* _Excerpt to read_:
-------------------------
We study in particular an RNA-binding domain called ANTAR, which binds a two-hairpin element to prevent transcription termination.
Our laboratory investigates different mechanisms of transcription attenuation in bacteria. In these mechanisms, a transcription termination site is controlled in a signal-dependent manner by a cis-acting regulatory RNA. In particular, we are studying the structure and function of an RNA-binding protein domain called ANTAR. We investigate the determinants for ANTAR-RNA recognition and use this information to predict ANTAR-based regulons.
The transcription elongation protein NusG is present in all cells; we discovered a discrete phylogenetic subfamily called LoaP, which affects transcription elongation of secondary metabolite pathways
Processive antitermination (PA) occurs when RNA polymerase is modified to become resistant to downstream pause and termination sites. There are only a few classes of PA mechanisms that have been discovered. We discovered and are investigating two new classes: (1) an RNA element called ‘EAR’, which alone promotes PA of operons encoding expolysaccharides, and (2) a subclass of NusG proteins called LoaP, which promotes PA of gene clusters encoding secondary metabolites.
Microcompartments house specific cargo enzymes, such as those that are responsible for ethanolamine catabolism
Microcompartments are organelle-like structures, which package specific enzymes inside the microcompartment lumen. They allow exchange of substrates, products and cofactors through surface-associated pores and are assembled and disassembled under specific cellular conditions. We collaborate with Dr. Danielle Garsin’s lab (UT Health Science Center at Houston) to study microcompartments for ethanolamine utilization.
When coupled to fluorescent output platforms, riboswitches can provide single-cell information about metabolite dynamics
Riboswitches are cis-acting, signal-responsive regulatory RNAs. Our laboratory is particularly interested in metal-sensing riboswitches. We investigate: (1) their structural characteristics, (2) the genes that they regulate, and (3) their synthetic applications. For the latter, we are currently exploring how riboswitches can be used for live-cell imaging of metabolite dynamics.
-------------------------
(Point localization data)
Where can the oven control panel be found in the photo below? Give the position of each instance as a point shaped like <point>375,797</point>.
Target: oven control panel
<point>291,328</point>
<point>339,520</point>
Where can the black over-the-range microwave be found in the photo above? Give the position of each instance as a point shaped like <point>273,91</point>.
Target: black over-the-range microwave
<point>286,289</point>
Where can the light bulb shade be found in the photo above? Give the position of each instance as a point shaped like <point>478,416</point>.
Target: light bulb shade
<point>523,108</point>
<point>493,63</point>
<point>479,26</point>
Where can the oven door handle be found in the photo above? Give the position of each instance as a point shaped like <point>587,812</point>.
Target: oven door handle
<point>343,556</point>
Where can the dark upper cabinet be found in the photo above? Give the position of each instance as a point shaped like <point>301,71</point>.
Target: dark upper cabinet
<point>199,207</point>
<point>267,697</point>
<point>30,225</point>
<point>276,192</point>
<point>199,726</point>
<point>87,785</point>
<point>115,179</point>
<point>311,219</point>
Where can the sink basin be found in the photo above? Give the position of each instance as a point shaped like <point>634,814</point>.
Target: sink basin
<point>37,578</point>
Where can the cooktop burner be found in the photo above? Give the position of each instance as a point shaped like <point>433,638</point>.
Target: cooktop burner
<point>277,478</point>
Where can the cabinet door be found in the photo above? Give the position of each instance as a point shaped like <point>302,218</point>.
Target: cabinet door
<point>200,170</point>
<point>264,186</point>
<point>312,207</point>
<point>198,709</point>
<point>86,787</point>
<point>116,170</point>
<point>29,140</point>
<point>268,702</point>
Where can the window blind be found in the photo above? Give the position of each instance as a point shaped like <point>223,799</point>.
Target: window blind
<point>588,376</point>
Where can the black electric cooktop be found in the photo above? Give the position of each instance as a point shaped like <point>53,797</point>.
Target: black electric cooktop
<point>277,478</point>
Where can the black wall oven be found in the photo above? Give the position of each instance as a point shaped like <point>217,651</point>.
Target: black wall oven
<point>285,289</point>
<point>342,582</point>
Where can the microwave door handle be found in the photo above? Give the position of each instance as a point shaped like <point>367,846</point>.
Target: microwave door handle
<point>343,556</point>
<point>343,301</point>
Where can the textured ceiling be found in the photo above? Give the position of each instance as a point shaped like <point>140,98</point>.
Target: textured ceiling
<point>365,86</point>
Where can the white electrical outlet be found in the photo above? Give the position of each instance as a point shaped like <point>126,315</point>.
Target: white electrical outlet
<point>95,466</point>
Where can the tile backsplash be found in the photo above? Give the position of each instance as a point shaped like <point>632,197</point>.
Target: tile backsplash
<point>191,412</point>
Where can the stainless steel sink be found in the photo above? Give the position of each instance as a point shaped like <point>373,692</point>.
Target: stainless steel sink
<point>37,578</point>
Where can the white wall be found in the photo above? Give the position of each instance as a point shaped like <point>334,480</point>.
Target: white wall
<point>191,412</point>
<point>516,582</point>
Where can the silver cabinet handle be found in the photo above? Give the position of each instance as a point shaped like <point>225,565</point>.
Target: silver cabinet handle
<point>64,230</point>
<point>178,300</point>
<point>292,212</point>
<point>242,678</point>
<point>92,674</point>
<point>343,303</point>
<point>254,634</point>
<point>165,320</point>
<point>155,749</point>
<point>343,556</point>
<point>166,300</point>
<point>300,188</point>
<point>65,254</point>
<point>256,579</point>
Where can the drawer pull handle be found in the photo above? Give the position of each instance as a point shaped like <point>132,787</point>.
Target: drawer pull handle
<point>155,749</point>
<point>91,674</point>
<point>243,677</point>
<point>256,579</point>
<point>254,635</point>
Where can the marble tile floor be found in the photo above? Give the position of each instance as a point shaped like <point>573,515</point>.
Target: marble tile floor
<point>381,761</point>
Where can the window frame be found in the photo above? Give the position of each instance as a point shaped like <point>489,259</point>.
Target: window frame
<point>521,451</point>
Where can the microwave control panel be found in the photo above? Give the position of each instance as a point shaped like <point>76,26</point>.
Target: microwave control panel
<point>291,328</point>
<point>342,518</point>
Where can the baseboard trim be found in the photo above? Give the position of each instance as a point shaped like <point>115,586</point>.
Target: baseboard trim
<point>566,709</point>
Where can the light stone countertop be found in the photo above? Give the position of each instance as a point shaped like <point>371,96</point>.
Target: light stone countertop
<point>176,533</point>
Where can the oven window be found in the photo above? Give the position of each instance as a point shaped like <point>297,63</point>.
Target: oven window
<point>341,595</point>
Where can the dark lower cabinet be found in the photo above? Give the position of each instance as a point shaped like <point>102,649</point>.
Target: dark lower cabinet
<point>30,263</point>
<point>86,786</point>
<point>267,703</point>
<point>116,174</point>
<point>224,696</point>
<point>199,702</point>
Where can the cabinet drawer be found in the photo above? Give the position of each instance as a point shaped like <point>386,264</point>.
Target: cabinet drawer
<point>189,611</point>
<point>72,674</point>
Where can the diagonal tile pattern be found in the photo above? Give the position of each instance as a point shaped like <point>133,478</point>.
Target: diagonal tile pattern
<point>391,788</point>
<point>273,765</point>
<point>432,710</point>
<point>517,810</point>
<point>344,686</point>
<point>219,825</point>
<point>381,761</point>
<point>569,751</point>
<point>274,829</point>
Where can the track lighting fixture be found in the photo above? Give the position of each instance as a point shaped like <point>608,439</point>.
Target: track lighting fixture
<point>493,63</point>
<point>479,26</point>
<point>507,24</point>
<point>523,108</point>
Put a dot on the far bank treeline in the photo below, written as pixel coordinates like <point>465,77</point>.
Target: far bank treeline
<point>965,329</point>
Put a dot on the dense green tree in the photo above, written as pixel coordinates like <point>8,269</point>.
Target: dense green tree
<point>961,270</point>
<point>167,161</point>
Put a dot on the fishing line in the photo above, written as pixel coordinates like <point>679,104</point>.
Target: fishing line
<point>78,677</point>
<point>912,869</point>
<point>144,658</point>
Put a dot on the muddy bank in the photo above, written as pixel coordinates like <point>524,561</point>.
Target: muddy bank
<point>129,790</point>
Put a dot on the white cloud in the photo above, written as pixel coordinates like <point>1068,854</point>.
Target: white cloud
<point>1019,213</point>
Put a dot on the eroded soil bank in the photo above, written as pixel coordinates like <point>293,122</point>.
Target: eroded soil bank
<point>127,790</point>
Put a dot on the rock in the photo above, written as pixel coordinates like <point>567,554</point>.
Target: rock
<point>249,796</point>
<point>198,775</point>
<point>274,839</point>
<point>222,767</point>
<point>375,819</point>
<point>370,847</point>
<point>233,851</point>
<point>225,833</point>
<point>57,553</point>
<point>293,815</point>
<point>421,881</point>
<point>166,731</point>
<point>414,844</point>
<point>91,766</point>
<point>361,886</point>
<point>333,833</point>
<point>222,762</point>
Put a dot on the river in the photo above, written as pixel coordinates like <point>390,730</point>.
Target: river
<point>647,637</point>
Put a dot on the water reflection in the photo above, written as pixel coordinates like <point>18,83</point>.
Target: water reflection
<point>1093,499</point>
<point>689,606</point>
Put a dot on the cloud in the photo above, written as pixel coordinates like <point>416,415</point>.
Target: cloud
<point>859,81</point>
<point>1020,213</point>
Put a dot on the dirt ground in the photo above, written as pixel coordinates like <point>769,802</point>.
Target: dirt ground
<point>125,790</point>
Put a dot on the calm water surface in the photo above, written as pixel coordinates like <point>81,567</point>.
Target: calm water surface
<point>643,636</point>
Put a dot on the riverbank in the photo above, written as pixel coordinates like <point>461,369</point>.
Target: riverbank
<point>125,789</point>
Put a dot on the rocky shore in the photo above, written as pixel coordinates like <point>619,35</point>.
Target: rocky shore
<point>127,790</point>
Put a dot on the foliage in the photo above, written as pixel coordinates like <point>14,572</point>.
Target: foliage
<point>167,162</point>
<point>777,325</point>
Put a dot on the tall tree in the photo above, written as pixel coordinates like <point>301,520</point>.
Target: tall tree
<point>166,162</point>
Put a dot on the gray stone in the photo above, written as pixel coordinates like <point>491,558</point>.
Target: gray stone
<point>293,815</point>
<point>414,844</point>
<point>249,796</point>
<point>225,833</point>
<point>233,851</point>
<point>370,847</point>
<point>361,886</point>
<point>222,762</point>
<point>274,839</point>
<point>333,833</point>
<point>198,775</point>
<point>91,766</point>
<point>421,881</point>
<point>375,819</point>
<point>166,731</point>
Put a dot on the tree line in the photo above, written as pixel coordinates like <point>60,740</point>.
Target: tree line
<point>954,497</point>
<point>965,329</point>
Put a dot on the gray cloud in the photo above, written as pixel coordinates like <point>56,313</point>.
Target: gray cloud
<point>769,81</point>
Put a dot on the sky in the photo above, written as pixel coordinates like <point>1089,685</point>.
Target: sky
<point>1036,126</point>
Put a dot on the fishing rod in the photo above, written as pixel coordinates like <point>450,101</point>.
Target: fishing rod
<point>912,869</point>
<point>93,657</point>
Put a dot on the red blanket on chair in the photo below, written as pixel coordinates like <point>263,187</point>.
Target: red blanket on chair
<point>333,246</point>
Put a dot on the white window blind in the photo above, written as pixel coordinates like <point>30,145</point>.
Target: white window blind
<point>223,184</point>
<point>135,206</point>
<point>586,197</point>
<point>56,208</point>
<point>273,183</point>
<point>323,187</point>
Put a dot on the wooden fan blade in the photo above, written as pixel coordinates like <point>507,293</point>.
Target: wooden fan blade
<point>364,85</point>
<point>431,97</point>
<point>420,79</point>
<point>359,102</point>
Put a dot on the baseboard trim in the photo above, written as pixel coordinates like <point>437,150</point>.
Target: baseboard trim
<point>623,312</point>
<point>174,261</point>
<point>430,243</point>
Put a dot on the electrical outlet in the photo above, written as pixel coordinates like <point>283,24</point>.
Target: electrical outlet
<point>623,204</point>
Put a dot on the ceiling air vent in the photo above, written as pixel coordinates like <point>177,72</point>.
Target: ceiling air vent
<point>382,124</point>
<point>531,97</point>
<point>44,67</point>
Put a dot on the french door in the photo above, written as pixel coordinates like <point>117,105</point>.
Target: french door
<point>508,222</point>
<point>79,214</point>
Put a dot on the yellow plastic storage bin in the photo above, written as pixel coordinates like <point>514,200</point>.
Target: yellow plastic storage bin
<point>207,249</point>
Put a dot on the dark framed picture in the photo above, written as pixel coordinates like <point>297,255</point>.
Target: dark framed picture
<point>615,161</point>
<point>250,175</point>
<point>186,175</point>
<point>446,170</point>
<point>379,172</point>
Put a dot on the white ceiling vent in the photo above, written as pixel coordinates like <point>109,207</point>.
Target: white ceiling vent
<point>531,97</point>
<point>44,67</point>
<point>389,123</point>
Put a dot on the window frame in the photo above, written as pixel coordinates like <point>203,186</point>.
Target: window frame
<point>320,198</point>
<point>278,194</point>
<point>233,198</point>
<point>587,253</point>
-------------------------
* _What is needed_: Resume the research overview on bacterial RNA regulation, starting right after its last sentence. The data above is not needed for the tasks.

* _Answer below_:
NrmT proteins comprise a discrete, deep-branching outgroup of the Nramp family of proteins. Some or all of NrmT proteins transport magnesium.
As a result of our efforts in studying metal-sensing riboswitches, we discovered a new class of magnesium transport proteins called NrmT. These proteins are evolutionarily related to Nramp transport proteins, which are not traditionally assumed to transport this metal. Furthermore, they are widely used among bacteria. Also, we believe this transporter interacts with additional cytoplasmic proteins that affect its activity. For all of these reasons, we are studying the structure and function of these magnesium transporters.
ome enzymes appear to specialize in the recycling of dinucleotides, which is an activity that affects nucleotide signaling pathways.
There are many types of noncoding RNAs that have been discovered to regulate bacterial gene expression. However, another increasingly large category of RNA-based regulatory factors are signaling nucleotides, including but definitely not limited to cyclic nucleotides (e.g., cAMP), cyclic dinucleotides (e.g., cyclic di-GMP, cyclic di-AMP). In a collaborative project with Drs. Vincent Lee and Holger Sondermann, we are investigating some of the RNase enzymes that affect recycling of these ribonucleotide signals.